65 of 86 people found the following review helpful
Much better books are available,
This review is from: Living Successfully with Screwed-Up People (Paperback)
I bought this book because I thought it might give me some ideas on how to cope with some difficult people at work. I was impressed with the book's 5 star rating on this website.
While the book contains some good information, I am giving it only 2 stars for the following reasons:
- It's unnecessarily long.
- It's confusingly organised. For example, it doesn't ask this essential question, "Do you want to have a relationship with the person you consider to be screwed-up?" at the start of the book. It should have done because you need to answer this question before determining your course of action. Chapter 16 is called, "Is different screwed up?" This question should have been considered near the beginning also.
- Occasionally some poor advice is given. For example, it is suggested that you could ask a person who becomes enraged during a confrontation, "Why are you responding with such rage?" Actually, it would be wise to stop the confrontation until they have calmed down.

INFORMATION SUPPLIED>

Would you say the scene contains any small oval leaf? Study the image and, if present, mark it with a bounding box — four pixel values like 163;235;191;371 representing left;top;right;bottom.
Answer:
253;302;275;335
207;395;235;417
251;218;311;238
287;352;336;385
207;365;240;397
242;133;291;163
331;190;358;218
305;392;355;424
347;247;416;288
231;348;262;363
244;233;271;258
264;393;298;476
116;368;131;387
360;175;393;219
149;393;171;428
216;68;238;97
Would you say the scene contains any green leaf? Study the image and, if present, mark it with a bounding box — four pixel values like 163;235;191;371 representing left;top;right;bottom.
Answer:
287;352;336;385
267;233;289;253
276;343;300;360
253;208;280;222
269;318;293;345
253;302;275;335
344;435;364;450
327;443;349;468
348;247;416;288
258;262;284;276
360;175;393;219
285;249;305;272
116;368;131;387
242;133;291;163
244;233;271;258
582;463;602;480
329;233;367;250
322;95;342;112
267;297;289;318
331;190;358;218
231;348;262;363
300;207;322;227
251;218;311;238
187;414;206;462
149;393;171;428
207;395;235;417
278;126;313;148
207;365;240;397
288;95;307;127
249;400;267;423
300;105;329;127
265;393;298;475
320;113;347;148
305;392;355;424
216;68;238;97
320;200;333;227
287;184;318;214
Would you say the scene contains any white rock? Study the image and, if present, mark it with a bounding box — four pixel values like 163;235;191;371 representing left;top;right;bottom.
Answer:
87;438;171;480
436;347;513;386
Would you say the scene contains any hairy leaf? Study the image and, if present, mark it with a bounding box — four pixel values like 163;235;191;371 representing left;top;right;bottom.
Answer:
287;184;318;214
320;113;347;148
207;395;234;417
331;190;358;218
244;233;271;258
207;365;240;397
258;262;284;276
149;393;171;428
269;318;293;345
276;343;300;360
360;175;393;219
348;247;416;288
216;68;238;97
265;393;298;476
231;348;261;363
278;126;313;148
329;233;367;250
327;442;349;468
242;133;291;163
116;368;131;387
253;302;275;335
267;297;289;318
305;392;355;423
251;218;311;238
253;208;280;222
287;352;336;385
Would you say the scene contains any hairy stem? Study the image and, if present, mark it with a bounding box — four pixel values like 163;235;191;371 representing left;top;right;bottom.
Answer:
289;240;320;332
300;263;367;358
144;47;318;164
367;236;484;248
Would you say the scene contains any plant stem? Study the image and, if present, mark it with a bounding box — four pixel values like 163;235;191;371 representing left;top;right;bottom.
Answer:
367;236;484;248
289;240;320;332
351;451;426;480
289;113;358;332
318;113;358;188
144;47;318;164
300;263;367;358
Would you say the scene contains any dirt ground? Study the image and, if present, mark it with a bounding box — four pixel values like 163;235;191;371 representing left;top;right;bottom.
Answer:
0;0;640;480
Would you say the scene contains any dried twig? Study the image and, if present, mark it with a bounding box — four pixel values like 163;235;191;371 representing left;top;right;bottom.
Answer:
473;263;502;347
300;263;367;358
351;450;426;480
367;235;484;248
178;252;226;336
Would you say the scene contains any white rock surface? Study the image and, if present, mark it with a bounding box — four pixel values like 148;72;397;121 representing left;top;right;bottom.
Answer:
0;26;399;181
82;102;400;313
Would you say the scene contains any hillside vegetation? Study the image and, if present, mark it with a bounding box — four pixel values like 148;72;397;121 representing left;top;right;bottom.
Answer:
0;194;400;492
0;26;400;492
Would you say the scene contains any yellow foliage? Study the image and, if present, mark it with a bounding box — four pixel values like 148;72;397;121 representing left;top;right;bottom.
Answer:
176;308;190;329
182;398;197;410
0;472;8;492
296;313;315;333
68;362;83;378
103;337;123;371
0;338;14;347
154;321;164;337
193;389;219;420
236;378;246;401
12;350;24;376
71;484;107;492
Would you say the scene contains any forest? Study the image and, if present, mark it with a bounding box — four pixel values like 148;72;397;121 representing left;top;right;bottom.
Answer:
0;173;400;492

TASKS TO COMPLETE>
#1 Answer these questions from the book review:
(a) How many people found the review helpful?
(b) How many stars does the reviewer give the book?
(c) What is Chapter 16 of the book called?
#2 Continue the book review after its last sentence.
The data above is separate material from the review.

TASK RESPONSES>
#1
(a) 65 of 86 people found it helpful.
(b) Two stars.
(c) "Is different screwed up?"

#2
- Some questionable advice is given. For example, "You lose less when you aren't afraid of losing", "a living faith can encourage you to seek real answers to the why questions", "envisioning your screwed-up person as handicapped changes your perspective", and "by turning your anger at aberrant behaviour into pity, you free yourself from the stranglehold the difficult person has over your emotions".
- Most surprisingly, the author refers to the other person who has difficulty relating with people as screwed up, or a SUP, all the way through the book. But labelling a person you want to have a relationship with as "screwed-up" is surely unhelpful.
- Mediation as a potentially helpful process is not discussed.
- It doesn't specifically discuss strategies to cope with stressful relationships at work.
Books I highly recommend for people struggling with relationships are Dr William Glasser's books on Choice Theory and a book called The Miracle Question: Answer It and Change Your Life, by Linda Metcalf.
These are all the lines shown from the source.